:: EXTRAIT DU TEXTE ::

Après près de 3 ans de politique zéro Covid, l'exaspération se lit sur tous les visages. Tous s'attendaient à un assouplissement des règles au sortir du 20e Congrès du Parti communiste (le Congrès s'est tenu du 16 au 22 octobre). Au contraire, le pouvoir s'embarque dans une série de mesures plus drastiques les unes que les autres. Les contrôleurs contrôlent massivement, trop, et sans logique, déplorent les habitants. Après avoir subi, ils disent « non ».
Déjà, début octobre, quelques anonymes osaient brandir des banderoles contre Pékin. D'autres crient leur hostilité face à un pouvoir jugé déconnecté de la réalité. La contestation se répand de ville en ville, et prend une ampleur inédite suite à l'incendie du 24 novembre : à Urumqi (nord-ouest du pays), un incendie provoque la mort de 10 personnes. La ville était confinée depuis 100 jours. Les habitants d'Urumqi crient leur indignation dans la rue. Ils exigent la fin des restrictions Covid. Leur cri est relayé à Chengdu, Canton, Wuhan, Shanghai et Pékin, où de grandes manifestations ont lieu. « Xi Jinping démission ».
Dépassé par l'ampleur du mouvement, le gouvernement se retrouve devant une équation impossible. Il croyait que le peuple allait grogner de loin, mais suivre, comme à son habitude. Renoncer au zéro Covid, c'est perdre la face devant le peuple et le monde. Or, Xi Jinping, l'homme fort de Pékin, ne recule pas, et renonce encore moins. Mais s'entêter dans le zéro Covid, c'était risquer de voir se durcir des manifestations déjà sans précédent.
La révolte des restaurants clandestins
Il faut s'armer de patience et chercher longtemps sur les réseaux sociaux chinois. Sur Xiaohongshu (l'équivalent chinois d'Instagram), on dit qu'on peut trouver des places pour manger dans un restaurant clandestin. L'information circule de clic en clic, le bouche-à-oreille complète le travail. Malgré les allègements du gouvernement (les commerces commencent à rouvrir) de nombreux restaurants restent encore fermés. Pour s'offrir une soirée détente, il faut entrer en rébellion.

:::
:: DONNÉES SOURCES ::

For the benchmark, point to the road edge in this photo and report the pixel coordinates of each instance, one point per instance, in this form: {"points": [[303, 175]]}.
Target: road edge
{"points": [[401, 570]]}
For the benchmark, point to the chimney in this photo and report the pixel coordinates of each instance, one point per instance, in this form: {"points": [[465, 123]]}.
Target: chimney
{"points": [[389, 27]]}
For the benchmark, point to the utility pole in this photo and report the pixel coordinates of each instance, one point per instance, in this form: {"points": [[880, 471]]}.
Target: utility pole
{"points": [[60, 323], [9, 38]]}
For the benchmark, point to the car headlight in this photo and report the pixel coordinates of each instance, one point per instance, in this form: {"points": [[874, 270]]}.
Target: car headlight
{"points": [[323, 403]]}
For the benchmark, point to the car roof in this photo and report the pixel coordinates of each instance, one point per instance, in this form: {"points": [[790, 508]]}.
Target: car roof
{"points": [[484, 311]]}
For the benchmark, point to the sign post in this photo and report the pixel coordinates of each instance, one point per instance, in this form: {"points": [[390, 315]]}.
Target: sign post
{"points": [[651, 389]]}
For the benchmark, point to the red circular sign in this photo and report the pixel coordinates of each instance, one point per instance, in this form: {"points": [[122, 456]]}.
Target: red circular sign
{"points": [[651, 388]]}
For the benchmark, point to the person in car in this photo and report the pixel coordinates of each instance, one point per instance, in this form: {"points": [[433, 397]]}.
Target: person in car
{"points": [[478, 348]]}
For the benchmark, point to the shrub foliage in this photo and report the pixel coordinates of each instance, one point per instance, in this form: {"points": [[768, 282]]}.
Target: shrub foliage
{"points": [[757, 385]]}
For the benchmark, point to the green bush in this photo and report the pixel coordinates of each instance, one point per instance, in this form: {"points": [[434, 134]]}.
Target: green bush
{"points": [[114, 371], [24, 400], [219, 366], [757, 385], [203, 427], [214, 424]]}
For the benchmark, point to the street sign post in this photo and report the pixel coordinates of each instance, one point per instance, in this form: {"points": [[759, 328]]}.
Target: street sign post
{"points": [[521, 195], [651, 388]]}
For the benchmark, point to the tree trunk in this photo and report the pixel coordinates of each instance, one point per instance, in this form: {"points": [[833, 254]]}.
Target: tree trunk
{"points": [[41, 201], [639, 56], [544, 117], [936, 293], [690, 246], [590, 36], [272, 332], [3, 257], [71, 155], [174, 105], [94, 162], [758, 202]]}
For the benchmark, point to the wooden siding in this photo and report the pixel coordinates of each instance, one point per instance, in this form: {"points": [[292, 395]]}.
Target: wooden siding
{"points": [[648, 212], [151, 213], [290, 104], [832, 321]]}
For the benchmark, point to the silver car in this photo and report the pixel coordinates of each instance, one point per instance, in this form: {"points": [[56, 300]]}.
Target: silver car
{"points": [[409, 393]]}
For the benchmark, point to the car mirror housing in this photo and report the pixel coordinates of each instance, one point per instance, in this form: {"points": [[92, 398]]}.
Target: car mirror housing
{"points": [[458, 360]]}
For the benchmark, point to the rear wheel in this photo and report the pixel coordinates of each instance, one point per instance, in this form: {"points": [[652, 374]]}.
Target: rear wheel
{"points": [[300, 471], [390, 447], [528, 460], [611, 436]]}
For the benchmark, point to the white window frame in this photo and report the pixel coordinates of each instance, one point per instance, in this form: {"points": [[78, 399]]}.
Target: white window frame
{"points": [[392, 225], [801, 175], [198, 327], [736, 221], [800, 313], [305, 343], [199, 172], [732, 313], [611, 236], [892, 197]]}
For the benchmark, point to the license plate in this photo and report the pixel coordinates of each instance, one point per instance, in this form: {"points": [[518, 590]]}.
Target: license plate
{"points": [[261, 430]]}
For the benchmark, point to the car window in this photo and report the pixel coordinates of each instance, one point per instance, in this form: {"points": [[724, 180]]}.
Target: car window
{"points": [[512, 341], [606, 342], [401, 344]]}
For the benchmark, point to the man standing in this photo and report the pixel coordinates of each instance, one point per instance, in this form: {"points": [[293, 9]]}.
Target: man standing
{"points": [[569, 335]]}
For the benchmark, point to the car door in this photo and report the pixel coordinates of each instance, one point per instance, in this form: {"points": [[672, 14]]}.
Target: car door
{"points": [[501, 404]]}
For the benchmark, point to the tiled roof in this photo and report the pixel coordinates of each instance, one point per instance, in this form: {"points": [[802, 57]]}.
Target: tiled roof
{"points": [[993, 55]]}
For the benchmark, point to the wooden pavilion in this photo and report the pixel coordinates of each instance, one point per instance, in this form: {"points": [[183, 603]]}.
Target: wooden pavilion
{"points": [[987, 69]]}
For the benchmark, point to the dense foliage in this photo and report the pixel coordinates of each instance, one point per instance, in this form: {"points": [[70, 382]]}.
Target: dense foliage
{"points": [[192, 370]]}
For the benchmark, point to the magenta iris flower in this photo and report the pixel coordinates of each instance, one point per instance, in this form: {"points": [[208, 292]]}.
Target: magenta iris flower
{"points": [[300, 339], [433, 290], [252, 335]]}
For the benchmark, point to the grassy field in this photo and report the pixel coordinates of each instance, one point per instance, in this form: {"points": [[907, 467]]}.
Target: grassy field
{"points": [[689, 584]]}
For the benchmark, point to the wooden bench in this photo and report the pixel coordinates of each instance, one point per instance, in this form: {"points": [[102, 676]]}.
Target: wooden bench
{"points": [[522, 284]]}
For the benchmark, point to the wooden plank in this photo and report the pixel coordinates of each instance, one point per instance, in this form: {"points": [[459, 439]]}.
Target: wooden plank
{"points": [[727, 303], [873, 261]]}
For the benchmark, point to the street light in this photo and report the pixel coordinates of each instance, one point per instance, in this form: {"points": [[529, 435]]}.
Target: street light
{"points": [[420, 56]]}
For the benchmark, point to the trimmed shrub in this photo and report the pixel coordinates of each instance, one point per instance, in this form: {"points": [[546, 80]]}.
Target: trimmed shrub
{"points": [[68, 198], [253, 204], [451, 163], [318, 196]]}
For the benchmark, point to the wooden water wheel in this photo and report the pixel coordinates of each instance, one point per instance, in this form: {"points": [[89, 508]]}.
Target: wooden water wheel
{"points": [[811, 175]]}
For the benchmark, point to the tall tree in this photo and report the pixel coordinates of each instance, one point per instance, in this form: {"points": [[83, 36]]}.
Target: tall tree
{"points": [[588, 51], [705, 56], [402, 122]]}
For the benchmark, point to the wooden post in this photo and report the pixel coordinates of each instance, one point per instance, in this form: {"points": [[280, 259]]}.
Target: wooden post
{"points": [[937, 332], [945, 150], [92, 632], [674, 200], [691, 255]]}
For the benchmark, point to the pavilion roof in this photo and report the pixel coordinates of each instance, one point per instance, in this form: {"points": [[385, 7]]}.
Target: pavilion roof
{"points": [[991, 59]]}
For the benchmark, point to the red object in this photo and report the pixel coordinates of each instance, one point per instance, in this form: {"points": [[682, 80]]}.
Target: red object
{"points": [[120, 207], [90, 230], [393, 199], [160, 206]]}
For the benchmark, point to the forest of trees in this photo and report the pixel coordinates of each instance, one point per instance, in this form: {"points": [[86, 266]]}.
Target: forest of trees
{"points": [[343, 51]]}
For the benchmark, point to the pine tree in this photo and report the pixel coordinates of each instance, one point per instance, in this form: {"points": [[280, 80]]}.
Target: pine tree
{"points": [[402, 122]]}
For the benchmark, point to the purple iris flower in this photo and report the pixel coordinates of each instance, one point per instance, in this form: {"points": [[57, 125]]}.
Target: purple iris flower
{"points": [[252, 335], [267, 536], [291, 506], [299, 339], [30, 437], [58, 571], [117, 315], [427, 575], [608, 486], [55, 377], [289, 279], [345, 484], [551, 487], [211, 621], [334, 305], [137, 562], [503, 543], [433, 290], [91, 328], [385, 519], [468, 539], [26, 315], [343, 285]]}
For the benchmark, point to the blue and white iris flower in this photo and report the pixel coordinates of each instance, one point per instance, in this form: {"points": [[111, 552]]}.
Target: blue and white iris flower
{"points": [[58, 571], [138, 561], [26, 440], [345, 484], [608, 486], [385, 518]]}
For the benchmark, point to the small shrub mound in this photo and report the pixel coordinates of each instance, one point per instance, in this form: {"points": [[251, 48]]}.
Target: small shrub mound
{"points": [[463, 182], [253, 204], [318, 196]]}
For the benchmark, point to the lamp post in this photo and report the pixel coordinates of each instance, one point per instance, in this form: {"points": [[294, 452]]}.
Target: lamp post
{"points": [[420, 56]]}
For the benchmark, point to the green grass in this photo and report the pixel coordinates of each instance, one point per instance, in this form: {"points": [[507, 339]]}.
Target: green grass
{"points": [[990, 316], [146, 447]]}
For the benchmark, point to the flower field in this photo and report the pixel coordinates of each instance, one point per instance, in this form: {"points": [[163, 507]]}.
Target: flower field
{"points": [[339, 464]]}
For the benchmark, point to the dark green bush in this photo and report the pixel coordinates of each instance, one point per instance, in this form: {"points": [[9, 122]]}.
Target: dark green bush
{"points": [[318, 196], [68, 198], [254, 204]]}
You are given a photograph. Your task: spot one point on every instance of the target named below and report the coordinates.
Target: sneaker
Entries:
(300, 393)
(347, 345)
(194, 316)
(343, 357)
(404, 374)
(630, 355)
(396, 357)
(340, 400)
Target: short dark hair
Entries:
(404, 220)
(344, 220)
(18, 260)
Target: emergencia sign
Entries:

:::

→ **OBJECTIF DE L'EXERCICE**:
Répondez à ces questions d'après l'extrait sur la politique zéro Covid en Chine :
1. À quelles dates s'est tenu le 20e Congrès du Parti communiste ?
2. Combien de personnes l'incendie d'Urumqi a-t-il tuées, et depuis combien de jours la ville était-elle confinée ?
3. À quel réseau social l'extrait compare-t-il Xiaohongshu ?
Appuyez-vous uniquement sur l'extrait pour répondre.

→ **EXERCICE TERMINÉ**:
1. Le 20e Congrès du Parti communiste s'est tenu du 16 au 22 octobre.
2. L'incendie d'Urumqi a tué 10 personnes, et la ville était confinée depuis 100 jours.
3. L'extrait présente Xiaohongshu comme l'équivalent chinois d'Instagram.